Extrait du texte -
··········

Rugby : en visite chez les deux Tchèques du Top 14 (2e partie)
Suite de notre visite chez les deux seuls joueurs tchèques évoluant cette saison dans le Top 14, le championnat d’élite du rugby français. Radio Prague est allé récemment à leur rencontre à Oyonnax. Après le deuxième ligue Miroslav Němeček la semaine dernière, parole est donnée cette fois à un autre « beau bébé » d’un peu plus de 100 kilos, Lukáš Rapant. Le pilier tchèque, que nous avions déjà interrogé en octobre dernier après des succès marquants contre Clermont-Ferrand, Castres et Toulon, est d’abord revenu sur la saison en cours de son club qui, avant-dernier, lutte pour se maintenir dans le Top 14.
Vous êtes donc plutôt optimiste dans l’optique du maintien ?

··········

Données fournies -
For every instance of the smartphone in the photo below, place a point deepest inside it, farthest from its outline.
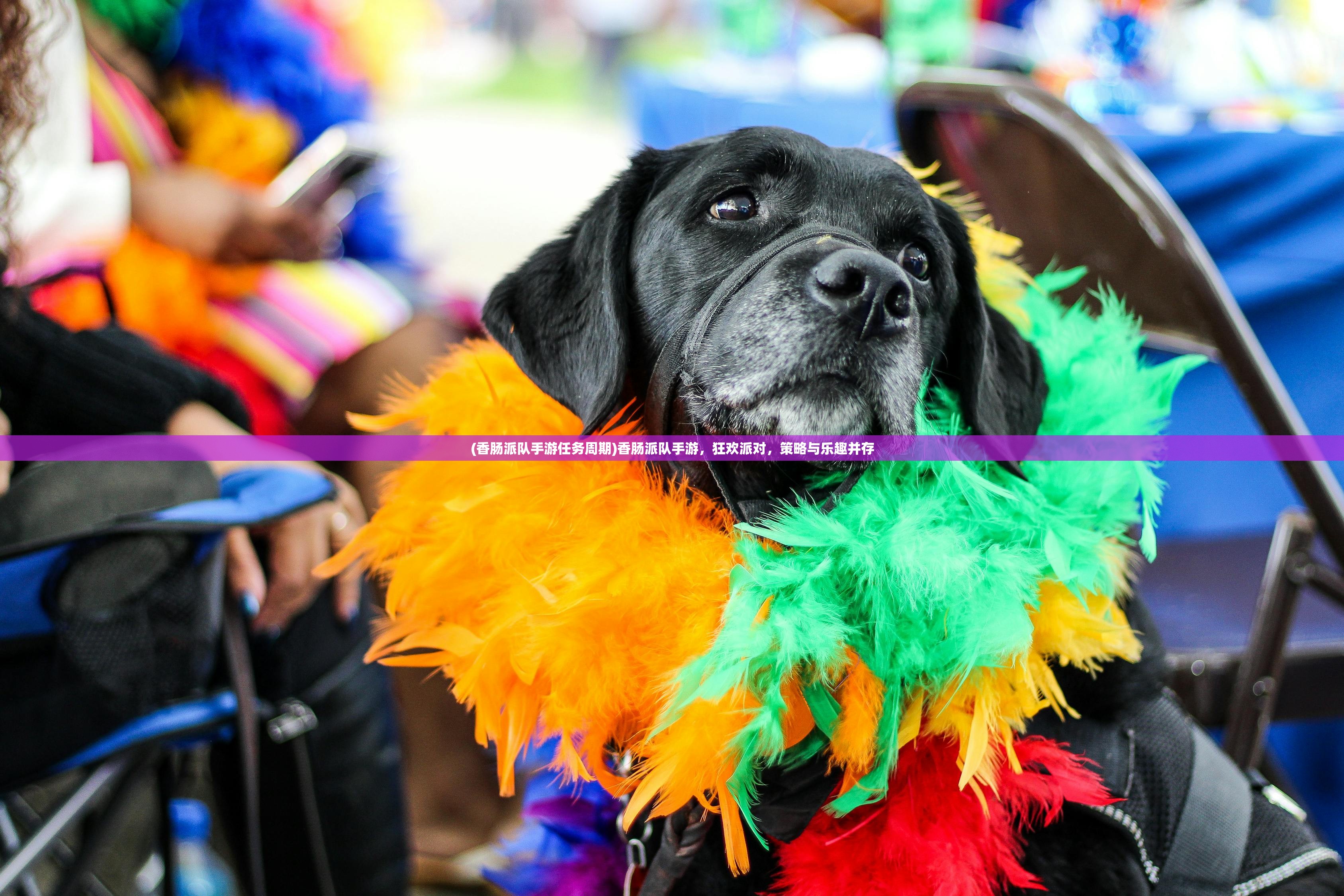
(344, 159)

··········

Les consignes -
a) Dans quelle ville Radio Prague a-t-il rencontré les deux joueurs tchèques du Top 14 ?
b) Recopiez tout le passage de l'article sur les rugbymen tchèques du Top 14, de « Suite de notre » jusqu'à « dans le Top 14. ».
c) Poursuivez, s'il vous plaît, l'entretien avec le pilier tchèque Lukáš Rapant à partir de la dernière phrase.

Les résultats -
a) À Oyonnax.

b)
Suite de notre visite chez les deux seuls joueurs tchèques évoluant cette saison dans le Top 14, le championnat d’élite du rugby français. Radio Prague est allé récemment à leur rencontre à Oyonnax. Après le deuxième ligue Miroslav Němeček la semaine dernière, parole est donnée cette fois à un autre « beau bébé » d’un peu plus de 100 kilos, Lukáš Rapant. Le pilier tchèque, que nous avions déjà interrogé en octobre dernier après des succès marquants contre Clermont-Ferrand, Castres et Toulon, est d’abord revenu sur la saison en cours de son club qui, avant-dernier, lutte pour se maintenir dans le Top 14.

c)
« Oui ! De toute façon, il ne faut pas être défaitiste. Il ne faut pas se poser de questions et rester convaincus que ça va aller. Si c’était le contraire, ce serait perdu d’avance. »
Malgré tout, que signifierait pour vous une relégation et un retour en Pro D2 ?
« Personnellement, ce serait bien sûr une grosse déception. Depuis que je suis arrivé en France, mon objectif a toujours été de jouer au plus haut niveau. C’est pourquoi, pour l’instant, je ne pense même pas à la Pro D2. »
Vous êtes régulièrement titularisé en première ligne. Etes-vous satisfait de votre saison ?
« Oui, je fais mes matchs, même si je pense qu’on peut toujours faire plus. Je suis content, je peux même dire que je me régale. Je prends plaisir à jouer chaque match qui arrive en essayant toujours de me donner à fond pour l’équipe. Mais je ne suis pas le seul, nous avons tous la même idée en tête : rester dans le Top 14. Nous sommes bien conscients que tout le monde n’a pas la chance de pouvoir joueur à ce niveau-là. »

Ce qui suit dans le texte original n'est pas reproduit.